* **Exercise**
Answer with the exact lines of the following material from the one containing "the dry sand." through the one containing "the man's bare foot.", both end lines included.

*** Begin section ***

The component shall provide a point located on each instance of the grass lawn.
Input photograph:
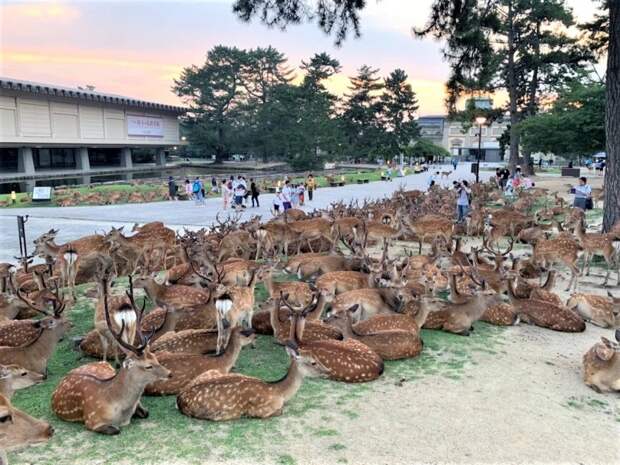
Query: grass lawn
(167, 434)
(23, 199)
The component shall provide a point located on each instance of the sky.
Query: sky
(136, 49)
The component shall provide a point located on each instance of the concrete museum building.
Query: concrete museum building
(48, 130)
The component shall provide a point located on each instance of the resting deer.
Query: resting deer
(34, 354)
(14, 377)
(601, 365)
(103, 399)
(18, 429)
(185, 367)
(392, 344)
(599, 310)
(545, 314)
(349, 361)
(218, 397)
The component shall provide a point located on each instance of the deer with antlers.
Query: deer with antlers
(185, 367)
(601, 365)
(106, 400)
(597, 244)
(34, 353)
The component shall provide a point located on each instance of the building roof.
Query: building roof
(83, 94)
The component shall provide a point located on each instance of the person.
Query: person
(255, 192)
(188, 189)
(277, 201)
(226, 194)
(310, 186)
(286, 196)
(172, 188)
(432, 178)
(197, 191)
(583, 194)
(239, 195)
(462, 200)
(300, 193)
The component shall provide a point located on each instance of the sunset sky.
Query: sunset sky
(138, 48)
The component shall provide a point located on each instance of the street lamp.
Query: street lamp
(480, 121)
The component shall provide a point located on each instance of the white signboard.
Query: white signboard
(42, 193)
(145, 126)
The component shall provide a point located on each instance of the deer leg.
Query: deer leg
(140, 412)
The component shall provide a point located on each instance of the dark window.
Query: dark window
(50, 159)
(104, 157)
(8, 159)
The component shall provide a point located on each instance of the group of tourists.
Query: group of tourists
(235, 192)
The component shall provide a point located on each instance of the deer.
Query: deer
(598, 310)
(458, 317)
(545, 314)
(349, 360)
(597, 244)
(561, 249)
(14, 377)
(392, 344)
(35, 354)
(100, 397)
(185, 367)
(601, 365)
(18, 429)
(218, 397)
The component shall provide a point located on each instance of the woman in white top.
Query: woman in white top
(583, 192)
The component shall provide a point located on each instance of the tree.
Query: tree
(611, 213)
(399, 105)
(214, 94)
(578, 111)
(520, 46)
(339, 16)
(362, 112)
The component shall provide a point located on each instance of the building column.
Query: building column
(160, 158)
(25, 161)
(126, 161)
(83, 162)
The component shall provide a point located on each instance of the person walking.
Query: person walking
(226, 194)
(287, 195)
(255, 192)
(583, 194)
(310, 186)
(197, 191)
(462, 200)
(172, 188)
(188, 189)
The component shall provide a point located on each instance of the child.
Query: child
(300, 193)
(277, 201)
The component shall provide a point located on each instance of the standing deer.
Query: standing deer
(601, 365)
(103, 399)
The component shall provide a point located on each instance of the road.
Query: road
(74, 222)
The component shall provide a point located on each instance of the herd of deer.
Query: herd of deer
(342, 315)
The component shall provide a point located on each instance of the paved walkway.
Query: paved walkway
(74, 222)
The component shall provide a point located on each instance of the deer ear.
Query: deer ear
(353, 308)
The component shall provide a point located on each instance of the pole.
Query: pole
(478, 154)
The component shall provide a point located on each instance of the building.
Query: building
(52, 130)
(463, 143)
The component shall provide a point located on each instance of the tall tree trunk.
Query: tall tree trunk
(611, 212)
(512, 92)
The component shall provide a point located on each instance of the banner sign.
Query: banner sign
(145, 126)
(42, 193)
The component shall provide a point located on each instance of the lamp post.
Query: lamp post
(480, 121)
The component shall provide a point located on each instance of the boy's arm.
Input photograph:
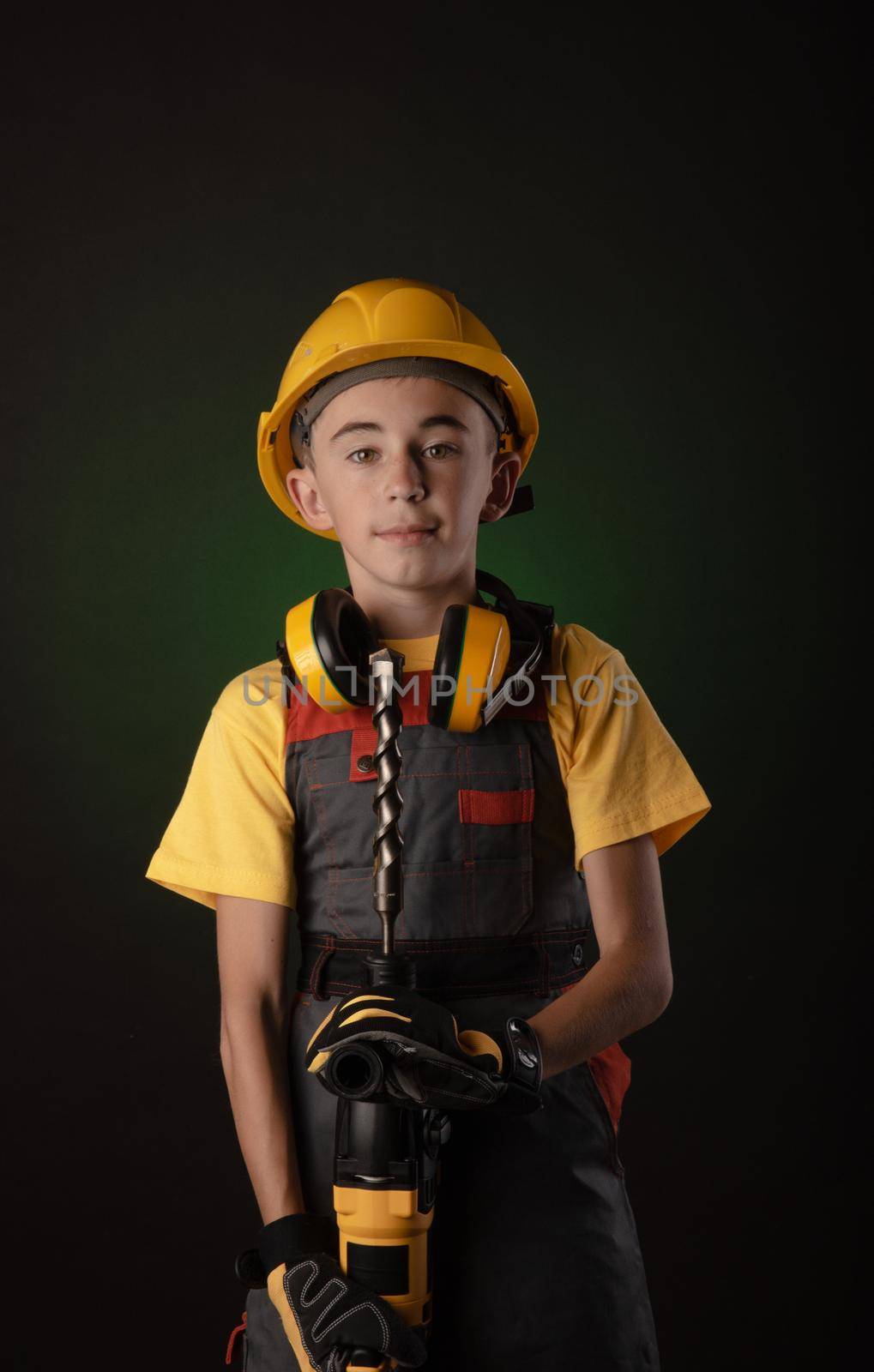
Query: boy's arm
(631, 983)
(253, 950)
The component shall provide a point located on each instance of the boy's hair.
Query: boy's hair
(480, 388)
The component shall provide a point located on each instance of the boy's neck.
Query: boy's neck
(402, 612)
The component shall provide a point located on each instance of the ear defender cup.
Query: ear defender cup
(473, 653)
(329, 635)
(325, 637)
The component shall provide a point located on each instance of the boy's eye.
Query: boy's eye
(430, 449)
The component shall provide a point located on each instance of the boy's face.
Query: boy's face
(405, 452)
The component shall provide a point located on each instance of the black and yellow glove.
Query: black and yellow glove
(427, 1061)
(324, 1314)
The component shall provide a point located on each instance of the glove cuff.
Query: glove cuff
(297, 1237)
(524, 1067)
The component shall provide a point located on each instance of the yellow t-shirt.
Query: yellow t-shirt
(232, 832)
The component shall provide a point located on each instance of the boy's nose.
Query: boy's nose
(404, 477)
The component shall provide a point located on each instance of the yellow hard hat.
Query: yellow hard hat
(393, 317)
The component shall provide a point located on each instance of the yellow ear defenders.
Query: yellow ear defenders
(329, 640)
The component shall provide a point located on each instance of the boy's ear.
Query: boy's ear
(304, 490)
(505, 472)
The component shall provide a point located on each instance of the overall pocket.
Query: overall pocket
(496, 816)
(466, 827)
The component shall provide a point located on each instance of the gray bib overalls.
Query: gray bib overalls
(537, 1261)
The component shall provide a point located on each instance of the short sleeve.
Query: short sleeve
(624, 773)
(232, 832)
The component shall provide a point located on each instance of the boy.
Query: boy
(398, 429)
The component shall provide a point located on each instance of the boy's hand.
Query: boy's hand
(427, 1060)
(324, 1314)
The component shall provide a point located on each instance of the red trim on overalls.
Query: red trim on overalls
(240, 1328)
(612, 1072)
(308, 719)
(496, 807)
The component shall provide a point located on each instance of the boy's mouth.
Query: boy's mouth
(407, 534)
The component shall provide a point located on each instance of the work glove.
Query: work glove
(324, 1314)
(427, 1062)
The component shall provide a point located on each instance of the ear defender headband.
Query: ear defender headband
(329, 640)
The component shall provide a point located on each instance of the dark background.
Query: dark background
(661, 226)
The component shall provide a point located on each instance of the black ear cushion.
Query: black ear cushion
(345, 637)
(446, 662)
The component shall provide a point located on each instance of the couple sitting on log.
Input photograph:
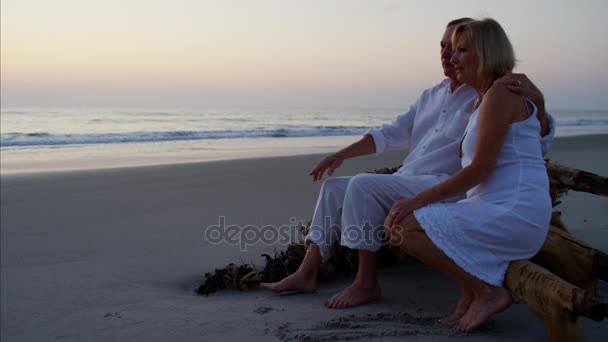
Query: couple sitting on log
(472, 194)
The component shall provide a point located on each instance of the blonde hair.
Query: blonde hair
(491, 45)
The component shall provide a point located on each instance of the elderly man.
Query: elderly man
(354, 208)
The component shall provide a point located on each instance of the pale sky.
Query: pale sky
(351, 53)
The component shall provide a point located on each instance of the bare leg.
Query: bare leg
(487, 300)
(365, 287)
(304, 280)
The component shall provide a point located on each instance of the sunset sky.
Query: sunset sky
(280, 53)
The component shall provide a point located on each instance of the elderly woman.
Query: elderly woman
(506, 213)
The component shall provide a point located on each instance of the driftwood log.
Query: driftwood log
(558, 284)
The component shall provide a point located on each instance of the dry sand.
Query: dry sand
(116, 255)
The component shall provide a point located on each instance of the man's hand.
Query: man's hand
(329, 163)
(521, 84)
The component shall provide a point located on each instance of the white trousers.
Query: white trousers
(353, 209)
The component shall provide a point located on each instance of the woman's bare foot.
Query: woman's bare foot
(484, 305)
(301, 282)
(354, 295)
(466, 298)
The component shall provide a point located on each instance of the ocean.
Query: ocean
(35, 139)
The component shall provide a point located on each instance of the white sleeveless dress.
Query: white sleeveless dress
(506, 217)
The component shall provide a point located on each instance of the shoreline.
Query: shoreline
(134, 157)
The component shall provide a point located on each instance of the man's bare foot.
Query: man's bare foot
(466, 298)
(483, 306)
(354, 295)
(301, 282)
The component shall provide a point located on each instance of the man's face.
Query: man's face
(446, 52)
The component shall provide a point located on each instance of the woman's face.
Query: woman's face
(465, 61)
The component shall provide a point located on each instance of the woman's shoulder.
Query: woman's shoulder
(498, 96)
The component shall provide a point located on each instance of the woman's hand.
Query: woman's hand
(329, 163)
(399, 211)
(521, 84)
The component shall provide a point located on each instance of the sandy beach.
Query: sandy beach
(116, 254)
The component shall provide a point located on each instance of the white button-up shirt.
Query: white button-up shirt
(432, 128)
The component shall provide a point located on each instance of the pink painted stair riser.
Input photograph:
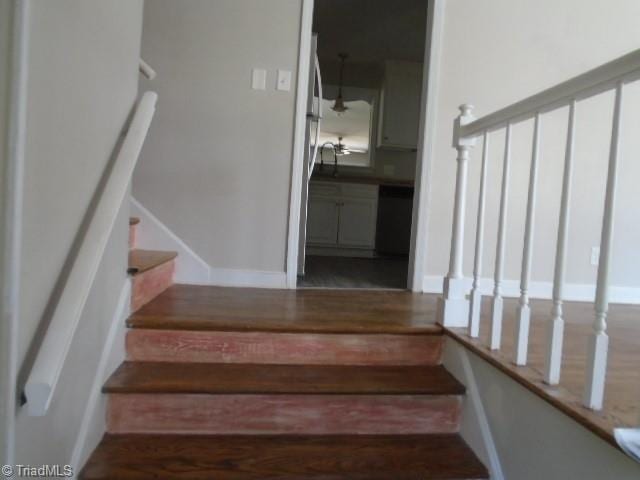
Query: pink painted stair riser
(148, 285)
(283, 414)
(282, 348)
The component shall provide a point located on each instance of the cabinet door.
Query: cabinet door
(322, 220)
(400, 105)
(357, 226)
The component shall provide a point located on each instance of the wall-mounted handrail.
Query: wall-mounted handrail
(45, 373)
(624, 69)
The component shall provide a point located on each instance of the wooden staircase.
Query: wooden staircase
(224, 383)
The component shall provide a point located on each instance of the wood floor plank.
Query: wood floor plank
(190, 307)
(164, 377)
(380, 457)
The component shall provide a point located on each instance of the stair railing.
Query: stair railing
(455, 309)
(45, 372)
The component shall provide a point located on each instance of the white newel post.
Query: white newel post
(523, 311)
(555, 329)
(599, 341)
(454, 306)
(497, 305)
(475, 305)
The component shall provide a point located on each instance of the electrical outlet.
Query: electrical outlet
(258, 79)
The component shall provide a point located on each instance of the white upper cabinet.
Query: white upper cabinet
(399, 113)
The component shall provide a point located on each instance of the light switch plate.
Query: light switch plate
(259, 79)
(284, 80)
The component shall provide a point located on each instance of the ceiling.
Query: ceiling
(371, 30)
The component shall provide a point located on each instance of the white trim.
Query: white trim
(232, 277)
(153, 234)
(92, 426)
(477, 428)
(11, 218)
(146, 70)
(575, 292)
(304, 56)
(426, 142)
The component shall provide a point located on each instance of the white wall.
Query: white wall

*** End section ***

* **Your solution**
The component shall provide a point located on each instance of the dry sand.
Query: dry sand
(116, 255)
The component shall provide a point located on each instance of the man's hand.
Query: man's hand
(329, 163)
(521, 84)
The component shall provide a point located on each instance of the white trousers.
Query: white trousers
(353, 209)
The component shall provide a point located on each instance of the woman's bare foot.
Query: woman's bare foot
(484, 305)
(301, 282)
(354, 295)
(466, 298)
The component shall provide a point located on each instance of the ocean.
Query: ocean
(35, 139)
The component shall provide a point located on each instance of the white sleeveless dress.
Query: white sleeveless dress
(506, 217)
The component shall provide a point located on each instance of the shoreline.
Query: shoreline
(134, 157)
The component shall provide a point located on each instance of the man's bare foot.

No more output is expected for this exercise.